• [Task A]
Answer these questions using the Iceberg guide below, one answer per line:
(i) Which Amazon EMR release do the code examples and configurations assume?
(ii) What default storage format does the iceberg.properties file set for new tables?
(iii) In the sample cluster command, how many instances does the CORE instance group have, and of what type?

• [Extract]
Working with Iceberg tables by using Trino - AWS Prescriptive Guidance

Working with Iceberg tables by using Trino

This section describes how to set up and operate Iceberg tables by using Trino on Amazon EMR. The examples are boilerplate code that you can run on an Amazon EMR on EC2 cluster. The code examples and configurations in this section assume that you're using Amazon EMR release emr-7.9.0.

Amazon EMR on EC2 setup

  1. Create an iceberg.properties file with the following content. The iceberg.file-format=parquet setting determines the default storage format for new tables if the format isn't explicitly specified in the CREATE TABLE statement.

    connector.name=iceberg iceberg.catalog.type=glue iceberg.file-format=parquet fs.native-s3.enabled=true
  2. Upload the iceberg.properties file to your S3 bucket. 

  3. Create a bootstrap action that copies the iceberg.properties file from your S3 bucket and stores it as a Trino configuration file on the Amazon EMR cluster that you will be creating. Make sure to replace <S3-bucket-name> with your S3 bucket name. 

    #!/bin/bash set -ex sudo aws s3 cp s3://<S3-bucket-name>/iceberg.properties /etc/trino/conf/catalog/iceberg.properties
  4. Create an Amazon EMR cluster with Trino installed and specify the execution of the previous script as a bootstrap action. Here's a sample AWS Command Line Interface (AWS CLI) command for creating the cluster:

    aws emr create-cluster --release-label emr-7.9.0 \ --applications Name=Trino \ --region <region> \ --name Trino_Iceberg_Cluster \ --bootstrap-actions '[{"Path":"s3://<S3-bucket-name>/bootstrap.sh","Name":"Add iceberg.properties"}]' \ --instance-groups '[{"InstanceGroupType":"MASTER","InstanceCount":1,"InstanceType":"m5.xlarge"},{"InstanceGroupType":"CORE","InstanceCount":3,"InstanceType":"m5.xlarge"}]' \ --service-role "<IAM-service-role>" \ --ec2-attributes '{"KeyName":"<key-name>","InstanceProfile":"<EMR-EC2-instance-profile>"}'

    where you replace:

    • <S3-bucket-name> with your S3 bucket name

    • <region> with your specific AWS Region

    • <key-name> with your key pair. If the key pair doesn't exist, it will be created.

• [Task B] Transcribe the lines of the entries from the line that contains "Looking at the screenshot above, identify the overcast gray" through the line that contains "[153,196,166,208]", including both of those lines.

• [Material]
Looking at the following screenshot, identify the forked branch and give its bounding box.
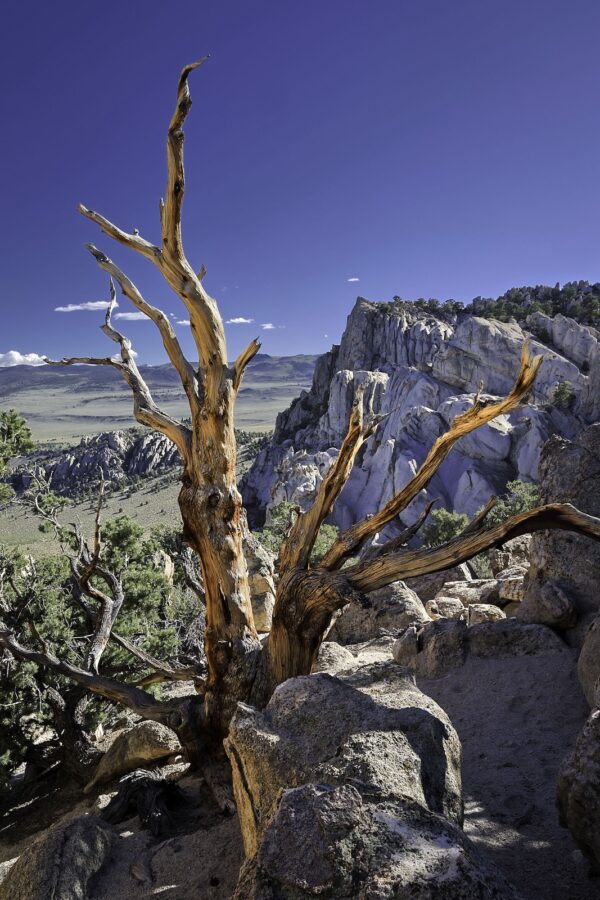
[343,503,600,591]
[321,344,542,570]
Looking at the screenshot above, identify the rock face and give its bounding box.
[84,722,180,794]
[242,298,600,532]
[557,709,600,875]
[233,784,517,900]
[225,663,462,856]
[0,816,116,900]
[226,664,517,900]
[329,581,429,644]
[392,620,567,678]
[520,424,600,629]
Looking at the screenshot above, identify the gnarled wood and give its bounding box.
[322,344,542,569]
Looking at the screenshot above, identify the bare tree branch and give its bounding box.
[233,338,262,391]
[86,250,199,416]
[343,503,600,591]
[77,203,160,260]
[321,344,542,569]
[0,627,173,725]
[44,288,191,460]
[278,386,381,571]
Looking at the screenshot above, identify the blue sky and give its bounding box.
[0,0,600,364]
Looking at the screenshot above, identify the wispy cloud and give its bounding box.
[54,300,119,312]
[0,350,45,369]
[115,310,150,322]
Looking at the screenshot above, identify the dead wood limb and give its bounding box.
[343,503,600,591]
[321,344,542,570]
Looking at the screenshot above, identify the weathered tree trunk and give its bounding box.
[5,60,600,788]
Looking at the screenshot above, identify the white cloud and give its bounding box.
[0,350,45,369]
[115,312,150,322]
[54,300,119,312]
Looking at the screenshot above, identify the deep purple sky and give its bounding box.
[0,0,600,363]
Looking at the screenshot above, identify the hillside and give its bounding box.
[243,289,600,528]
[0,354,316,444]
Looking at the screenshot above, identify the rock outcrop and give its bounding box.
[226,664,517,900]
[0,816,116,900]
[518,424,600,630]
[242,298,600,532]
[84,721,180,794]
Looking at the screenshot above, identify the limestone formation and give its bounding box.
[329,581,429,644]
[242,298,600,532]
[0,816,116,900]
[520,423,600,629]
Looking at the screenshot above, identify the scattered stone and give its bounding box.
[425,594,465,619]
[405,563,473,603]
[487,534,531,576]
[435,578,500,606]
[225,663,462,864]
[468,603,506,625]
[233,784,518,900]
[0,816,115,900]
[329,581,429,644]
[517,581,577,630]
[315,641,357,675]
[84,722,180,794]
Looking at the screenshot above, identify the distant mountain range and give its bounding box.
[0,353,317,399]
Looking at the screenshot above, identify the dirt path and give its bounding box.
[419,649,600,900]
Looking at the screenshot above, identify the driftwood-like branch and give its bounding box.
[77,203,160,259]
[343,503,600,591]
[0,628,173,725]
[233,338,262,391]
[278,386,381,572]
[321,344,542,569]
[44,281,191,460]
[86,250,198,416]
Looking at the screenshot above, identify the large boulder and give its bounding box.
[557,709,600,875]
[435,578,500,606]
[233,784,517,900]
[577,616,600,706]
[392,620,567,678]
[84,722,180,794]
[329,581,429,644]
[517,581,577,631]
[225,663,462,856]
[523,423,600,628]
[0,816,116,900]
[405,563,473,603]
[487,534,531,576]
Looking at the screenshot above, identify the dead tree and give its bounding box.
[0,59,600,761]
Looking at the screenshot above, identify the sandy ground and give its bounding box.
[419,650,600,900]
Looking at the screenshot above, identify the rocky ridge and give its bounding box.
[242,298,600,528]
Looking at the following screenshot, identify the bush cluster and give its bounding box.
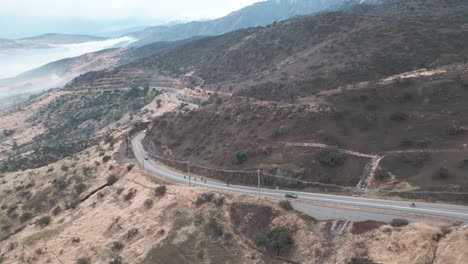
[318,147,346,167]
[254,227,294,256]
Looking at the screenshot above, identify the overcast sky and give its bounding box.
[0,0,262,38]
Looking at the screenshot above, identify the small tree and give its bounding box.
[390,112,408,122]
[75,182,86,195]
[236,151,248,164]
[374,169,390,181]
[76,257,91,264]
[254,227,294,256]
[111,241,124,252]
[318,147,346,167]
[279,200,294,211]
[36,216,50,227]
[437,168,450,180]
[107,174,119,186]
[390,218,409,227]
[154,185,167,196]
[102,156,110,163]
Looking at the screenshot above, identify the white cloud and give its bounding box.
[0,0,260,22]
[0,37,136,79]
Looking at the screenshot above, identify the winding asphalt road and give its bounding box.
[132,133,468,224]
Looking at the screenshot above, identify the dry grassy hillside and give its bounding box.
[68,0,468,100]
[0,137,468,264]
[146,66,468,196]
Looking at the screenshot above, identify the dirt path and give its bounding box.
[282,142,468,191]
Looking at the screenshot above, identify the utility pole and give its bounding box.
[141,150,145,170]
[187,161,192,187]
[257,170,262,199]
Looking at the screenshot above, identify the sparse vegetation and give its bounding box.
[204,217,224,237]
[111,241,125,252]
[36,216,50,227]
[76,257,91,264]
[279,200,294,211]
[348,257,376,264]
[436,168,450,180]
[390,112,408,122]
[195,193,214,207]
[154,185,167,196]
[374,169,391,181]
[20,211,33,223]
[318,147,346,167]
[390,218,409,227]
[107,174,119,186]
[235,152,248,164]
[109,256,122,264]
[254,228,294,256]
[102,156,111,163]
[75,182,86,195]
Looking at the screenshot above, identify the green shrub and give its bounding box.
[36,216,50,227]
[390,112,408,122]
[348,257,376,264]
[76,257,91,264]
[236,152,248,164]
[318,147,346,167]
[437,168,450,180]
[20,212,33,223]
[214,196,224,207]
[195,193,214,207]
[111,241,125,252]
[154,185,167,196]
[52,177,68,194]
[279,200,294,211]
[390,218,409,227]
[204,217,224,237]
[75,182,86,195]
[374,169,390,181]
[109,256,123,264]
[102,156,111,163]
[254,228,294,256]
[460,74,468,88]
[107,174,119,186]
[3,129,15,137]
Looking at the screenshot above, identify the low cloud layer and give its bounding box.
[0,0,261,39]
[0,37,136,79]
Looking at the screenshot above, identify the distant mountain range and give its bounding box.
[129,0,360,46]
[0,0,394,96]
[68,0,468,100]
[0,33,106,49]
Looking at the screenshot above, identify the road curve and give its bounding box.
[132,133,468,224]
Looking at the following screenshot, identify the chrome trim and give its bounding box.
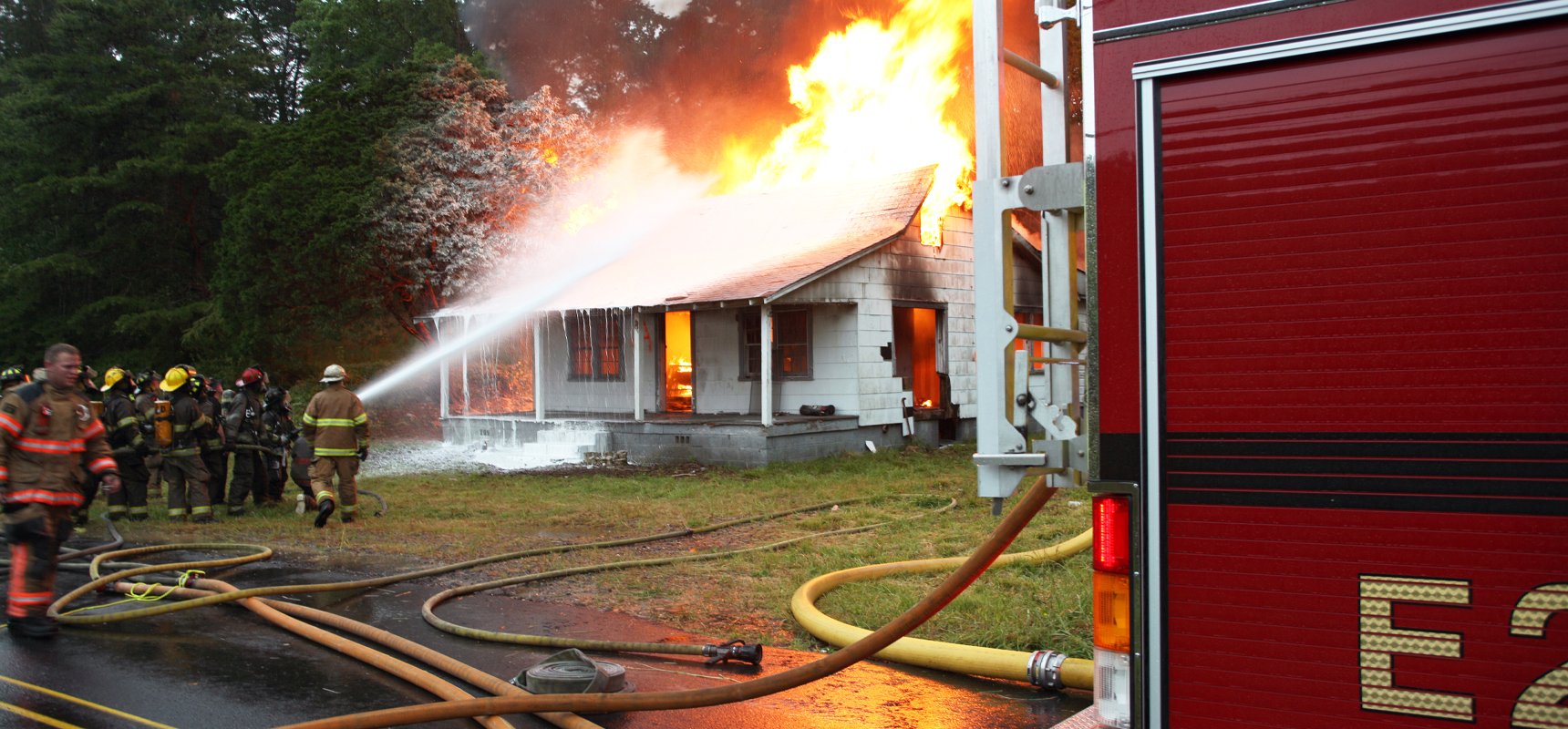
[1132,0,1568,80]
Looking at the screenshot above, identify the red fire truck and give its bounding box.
* * *
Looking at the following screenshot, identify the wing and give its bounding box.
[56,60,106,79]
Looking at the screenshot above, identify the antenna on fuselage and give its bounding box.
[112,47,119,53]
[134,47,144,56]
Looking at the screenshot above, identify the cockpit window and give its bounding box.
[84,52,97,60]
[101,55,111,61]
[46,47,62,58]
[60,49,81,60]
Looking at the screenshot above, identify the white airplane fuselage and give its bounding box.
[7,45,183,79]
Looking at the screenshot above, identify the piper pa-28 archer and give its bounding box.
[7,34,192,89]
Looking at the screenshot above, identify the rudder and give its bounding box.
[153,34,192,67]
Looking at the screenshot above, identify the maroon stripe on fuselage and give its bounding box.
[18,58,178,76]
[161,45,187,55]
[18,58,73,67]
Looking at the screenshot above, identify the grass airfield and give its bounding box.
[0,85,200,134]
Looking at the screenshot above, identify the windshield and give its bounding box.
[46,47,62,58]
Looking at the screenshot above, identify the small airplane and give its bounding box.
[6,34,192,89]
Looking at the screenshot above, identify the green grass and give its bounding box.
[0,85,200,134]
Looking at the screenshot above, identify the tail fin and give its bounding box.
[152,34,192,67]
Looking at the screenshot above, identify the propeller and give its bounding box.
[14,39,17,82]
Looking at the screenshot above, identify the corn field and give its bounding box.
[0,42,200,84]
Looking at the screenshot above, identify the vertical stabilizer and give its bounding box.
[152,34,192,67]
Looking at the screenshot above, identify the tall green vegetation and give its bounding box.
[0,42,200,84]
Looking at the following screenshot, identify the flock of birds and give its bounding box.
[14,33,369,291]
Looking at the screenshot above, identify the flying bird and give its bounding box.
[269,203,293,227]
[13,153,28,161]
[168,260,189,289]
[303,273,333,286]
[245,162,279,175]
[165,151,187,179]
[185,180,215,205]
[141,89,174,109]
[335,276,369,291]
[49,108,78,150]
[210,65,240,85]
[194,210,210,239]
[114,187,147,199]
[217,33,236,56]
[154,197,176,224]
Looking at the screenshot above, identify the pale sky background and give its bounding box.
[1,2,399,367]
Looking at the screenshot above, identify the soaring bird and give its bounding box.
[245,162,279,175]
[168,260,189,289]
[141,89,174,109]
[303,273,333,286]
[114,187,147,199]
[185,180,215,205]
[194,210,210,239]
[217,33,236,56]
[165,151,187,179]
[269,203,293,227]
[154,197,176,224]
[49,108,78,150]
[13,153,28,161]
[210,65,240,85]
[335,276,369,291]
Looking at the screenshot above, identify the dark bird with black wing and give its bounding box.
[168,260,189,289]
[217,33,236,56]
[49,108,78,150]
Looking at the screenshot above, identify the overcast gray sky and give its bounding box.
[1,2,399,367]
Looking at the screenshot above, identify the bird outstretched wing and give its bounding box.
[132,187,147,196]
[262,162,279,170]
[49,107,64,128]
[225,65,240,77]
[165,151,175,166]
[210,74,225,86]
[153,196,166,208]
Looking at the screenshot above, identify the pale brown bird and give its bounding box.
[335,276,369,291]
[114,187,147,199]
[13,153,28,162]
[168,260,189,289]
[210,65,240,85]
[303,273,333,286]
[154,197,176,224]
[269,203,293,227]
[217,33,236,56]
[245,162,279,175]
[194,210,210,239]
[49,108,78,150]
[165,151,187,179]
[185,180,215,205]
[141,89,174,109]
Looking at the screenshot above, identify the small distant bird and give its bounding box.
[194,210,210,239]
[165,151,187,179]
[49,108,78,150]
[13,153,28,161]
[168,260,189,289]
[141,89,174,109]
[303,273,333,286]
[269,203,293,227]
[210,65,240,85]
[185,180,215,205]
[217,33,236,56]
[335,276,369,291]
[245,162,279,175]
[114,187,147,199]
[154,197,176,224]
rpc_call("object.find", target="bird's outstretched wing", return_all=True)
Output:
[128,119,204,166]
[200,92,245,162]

• [Exercise output A]
(i) emr-7.9.0
(ii) Parquet
(iii) Three instances of type m5.xlarge

• [Exercise output B]
Looking at the screenshot above, identify the overcast gray sky and give its bounding box.
[1,2,399,367]
Looking at the screenshot above, identify the bird outstretched wing and give its bounding box.
[132,187,147,196]
[262,162,279,170]
[49,107,64,128]
[225,65,240,77]
[165,151,175,166]
[210,74,225,86]
[153,196,166,208]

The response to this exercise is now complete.